» Data to use:
━━━━━━━━━━━━━━━━━━━━

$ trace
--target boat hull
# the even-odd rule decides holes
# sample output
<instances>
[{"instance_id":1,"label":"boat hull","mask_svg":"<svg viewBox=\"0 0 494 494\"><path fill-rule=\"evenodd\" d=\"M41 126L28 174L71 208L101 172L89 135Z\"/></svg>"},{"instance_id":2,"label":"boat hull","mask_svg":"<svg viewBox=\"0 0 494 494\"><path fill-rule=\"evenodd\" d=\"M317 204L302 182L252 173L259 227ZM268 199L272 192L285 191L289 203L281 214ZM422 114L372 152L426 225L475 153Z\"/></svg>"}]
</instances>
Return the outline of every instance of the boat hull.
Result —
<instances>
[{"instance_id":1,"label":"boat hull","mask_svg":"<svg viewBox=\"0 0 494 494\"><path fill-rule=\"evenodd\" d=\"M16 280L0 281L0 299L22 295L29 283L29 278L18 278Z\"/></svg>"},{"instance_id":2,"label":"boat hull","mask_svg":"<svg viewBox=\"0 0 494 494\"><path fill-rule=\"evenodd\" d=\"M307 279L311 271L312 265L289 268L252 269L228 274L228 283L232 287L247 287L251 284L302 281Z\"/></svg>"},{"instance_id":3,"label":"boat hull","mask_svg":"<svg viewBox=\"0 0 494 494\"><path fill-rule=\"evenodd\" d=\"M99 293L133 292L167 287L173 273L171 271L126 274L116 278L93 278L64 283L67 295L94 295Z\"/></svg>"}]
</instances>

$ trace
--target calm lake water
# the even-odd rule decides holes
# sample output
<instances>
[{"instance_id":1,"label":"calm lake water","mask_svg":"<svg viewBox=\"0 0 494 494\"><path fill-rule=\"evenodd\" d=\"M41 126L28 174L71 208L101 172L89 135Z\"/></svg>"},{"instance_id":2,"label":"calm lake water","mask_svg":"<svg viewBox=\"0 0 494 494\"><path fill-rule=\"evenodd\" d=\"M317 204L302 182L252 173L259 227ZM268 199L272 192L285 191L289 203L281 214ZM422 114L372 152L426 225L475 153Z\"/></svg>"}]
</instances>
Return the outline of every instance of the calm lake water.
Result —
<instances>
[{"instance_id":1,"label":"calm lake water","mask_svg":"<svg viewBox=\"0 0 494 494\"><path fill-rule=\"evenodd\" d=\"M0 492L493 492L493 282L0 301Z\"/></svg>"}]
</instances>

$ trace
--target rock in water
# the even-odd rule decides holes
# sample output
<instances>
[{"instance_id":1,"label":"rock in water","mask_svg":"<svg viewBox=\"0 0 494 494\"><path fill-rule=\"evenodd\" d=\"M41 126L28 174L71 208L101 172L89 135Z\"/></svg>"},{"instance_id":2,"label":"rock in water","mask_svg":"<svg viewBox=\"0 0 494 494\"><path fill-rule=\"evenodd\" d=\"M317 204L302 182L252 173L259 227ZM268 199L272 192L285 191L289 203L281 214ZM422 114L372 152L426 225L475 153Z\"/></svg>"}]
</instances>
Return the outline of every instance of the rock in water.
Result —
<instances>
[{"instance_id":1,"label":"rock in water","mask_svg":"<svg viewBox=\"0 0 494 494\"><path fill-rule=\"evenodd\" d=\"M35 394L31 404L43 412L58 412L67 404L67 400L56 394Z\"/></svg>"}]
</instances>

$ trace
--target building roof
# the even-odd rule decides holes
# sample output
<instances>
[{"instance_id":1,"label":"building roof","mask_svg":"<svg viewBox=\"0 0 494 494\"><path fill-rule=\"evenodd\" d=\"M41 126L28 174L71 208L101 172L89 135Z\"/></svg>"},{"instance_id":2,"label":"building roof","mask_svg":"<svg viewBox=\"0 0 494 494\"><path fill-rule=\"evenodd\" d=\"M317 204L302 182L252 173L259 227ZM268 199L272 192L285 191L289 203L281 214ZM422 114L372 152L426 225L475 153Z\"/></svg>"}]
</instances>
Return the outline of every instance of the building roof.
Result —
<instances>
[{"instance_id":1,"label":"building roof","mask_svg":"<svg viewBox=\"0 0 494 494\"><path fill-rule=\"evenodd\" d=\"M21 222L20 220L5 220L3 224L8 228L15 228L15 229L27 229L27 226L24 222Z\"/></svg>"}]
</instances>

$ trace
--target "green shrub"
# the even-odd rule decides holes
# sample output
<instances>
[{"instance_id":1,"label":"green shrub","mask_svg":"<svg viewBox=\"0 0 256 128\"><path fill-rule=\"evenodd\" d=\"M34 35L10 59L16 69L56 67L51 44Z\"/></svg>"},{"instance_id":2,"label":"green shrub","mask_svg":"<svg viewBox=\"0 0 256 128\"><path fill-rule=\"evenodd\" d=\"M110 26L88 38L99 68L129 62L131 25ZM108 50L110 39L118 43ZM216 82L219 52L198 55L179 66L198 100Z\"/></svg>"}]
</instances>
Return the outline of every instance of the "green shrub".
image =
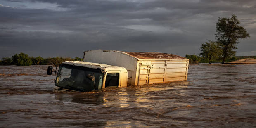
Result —
<instances>
[{"instance_id":1,"label":"green shrub","mask_svg":"<svg viewBox=\"0 0 256 128\"><path fill-rule=\"evenodd\" d=\"M11 58L4 57L0 61L0 65L10 65L13 64Z\"/></svg>"},{"instance_id":2,"label":"green shrub","mask_svg":"<svg viewBox=\"0 0 256 128\"><path fill-rule=\"evenodd\" d=\"M32 64L28 55L24 53L15 54L12 57L13 64L17 66L28 66Z\"/></svg>"},{"instance_id":3,"label":"green shrub","mask_svg":"<svg viewBox=\"0 0 256 128\"><path fill-rule=\"evenodd\" d=\"M189 59L190 63L200 63L201 62L201 57L195 55L186 55L186 58Z\"/></svg>"}]
</instances>

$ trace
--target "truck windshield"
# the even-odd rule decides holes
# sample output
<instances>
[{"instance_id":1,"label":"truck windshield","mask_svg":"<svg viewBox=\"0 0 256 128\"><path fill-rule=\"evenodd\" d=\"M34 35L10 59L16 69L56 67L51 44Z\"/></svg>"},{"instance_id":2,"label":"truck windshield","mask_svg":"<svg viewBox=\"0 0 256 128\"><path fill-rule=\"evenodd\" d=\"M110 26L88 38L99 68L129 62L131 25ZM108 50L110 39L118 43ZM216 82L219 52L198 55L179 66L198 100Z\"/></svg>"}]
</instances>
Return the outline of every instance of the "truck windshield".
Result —
<instances>
[{"instance_id":1,"label":"truck windshield","mask_svg":"<svg viewBox=\"0 0 256 128\"><path fill-rule=\"evenodd\" d=\"M95 80L87 77L88 74L95 77ZM100 69L62 64L58 71L55 85L81 92L100 89L103 75Z\"/></svg>"}]
</instances>

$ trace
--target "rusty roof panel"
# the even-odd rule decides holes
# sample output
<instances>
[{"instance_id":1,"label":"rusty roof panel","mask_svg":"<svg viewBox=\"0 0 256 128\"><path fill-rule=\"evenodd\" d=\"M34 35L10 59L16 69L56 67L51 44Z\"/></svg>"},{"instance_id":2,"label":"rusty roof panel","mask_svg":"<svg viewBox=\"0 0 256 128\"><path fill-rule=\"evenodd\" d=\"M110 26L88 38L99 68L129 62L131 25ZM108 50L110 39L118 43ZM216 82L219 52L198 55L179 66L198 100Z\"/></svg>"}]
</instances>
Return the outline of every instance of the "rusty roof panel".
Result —
<instances>
[{"instance_id":1,"label":"rusty roof panel","mask_svg":"<svg viewBox=\"0 0 256 128\"><path fill-rule=\"evenodd\" d=\"M187 59L178 55L160 52L125 52L129 55L144 59Z\"/></svg>"}]
</instances>

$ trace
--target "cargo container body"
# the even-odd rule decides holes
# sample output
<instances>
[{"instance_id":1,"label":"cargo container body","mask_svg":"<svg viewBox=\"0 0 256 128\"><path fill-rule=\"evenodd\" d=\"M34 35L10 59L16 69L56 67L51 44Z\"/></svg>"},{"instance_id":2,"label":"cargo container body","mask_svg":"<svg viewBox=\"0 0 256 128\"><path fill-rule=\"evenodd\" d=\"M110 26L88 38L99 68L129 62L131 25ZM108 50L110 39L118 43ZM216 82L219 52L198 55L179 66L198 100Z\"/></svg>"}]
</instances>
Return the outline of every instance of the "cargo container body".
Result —
<instances>
[{"instance_id":1,"label":"cargo container body","mask_svg":"<svg viewBox=\"0 0 256 128\"><path fill-rule=\"evenodd\" d=\"M83 61L124 67L128 86L187 79L189 60L170 54L92 50L84 52Z\"/></svg>"}]
</instances>

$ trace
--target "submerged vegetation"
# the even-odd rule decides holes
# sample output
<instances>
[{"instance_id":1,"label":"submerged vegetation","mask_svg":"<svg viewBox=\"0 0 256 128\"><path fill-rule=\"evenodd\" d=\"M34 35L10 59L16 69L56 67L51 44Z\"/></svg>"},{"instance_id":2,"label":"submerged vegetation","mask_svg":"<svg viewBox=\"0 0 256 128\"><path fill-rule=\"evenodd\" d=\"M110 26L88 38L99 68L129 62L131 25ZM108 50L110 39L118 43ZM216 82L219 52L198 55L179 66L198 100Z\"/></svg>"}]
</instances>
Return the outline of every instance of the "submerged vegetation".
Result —
<instances>
[{"instance_id":1,"label":"submerged vegetation","mask_svg":"<svg viewBox=\"0 0 256 128\"><path fill-rule=\"evenodd\" d=\"M24 53L15 54L12 57L4 57L0 60L0 65L15 65L17 66L28 66L31 65L58 65L66 61L83 61L82 58L75 57L75 58L56 57L43 58L41 57L29 57Z\"/></svg>"},{"instance_id":2,"label":"submerged vegetation","mask_svg":"<svg viewBox=\"0 0 256 128\"><path fill-rule=\"evenodd\" d=\"M190 64L198 64L201 63L209 63L209 59L205 57L200 57L198 55L186 55L187 59L190 60ZM237 60L245 58L254 58L256 59L256 56L234 56L227 58L225 61L225 62L229 62L232 61ZM217 58L211 59L211 62L212 63L222 63L222 60L221 58Z\"/></svg>"}]
</instances>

━━━━━━━━━━━━━━━━━━━━

» Goal of the exercise:
Count the lines in the records above that contain the string "target", treating uppercase and lowercase letters as distinct. Reply with the number alone.

» Answer for the task:
9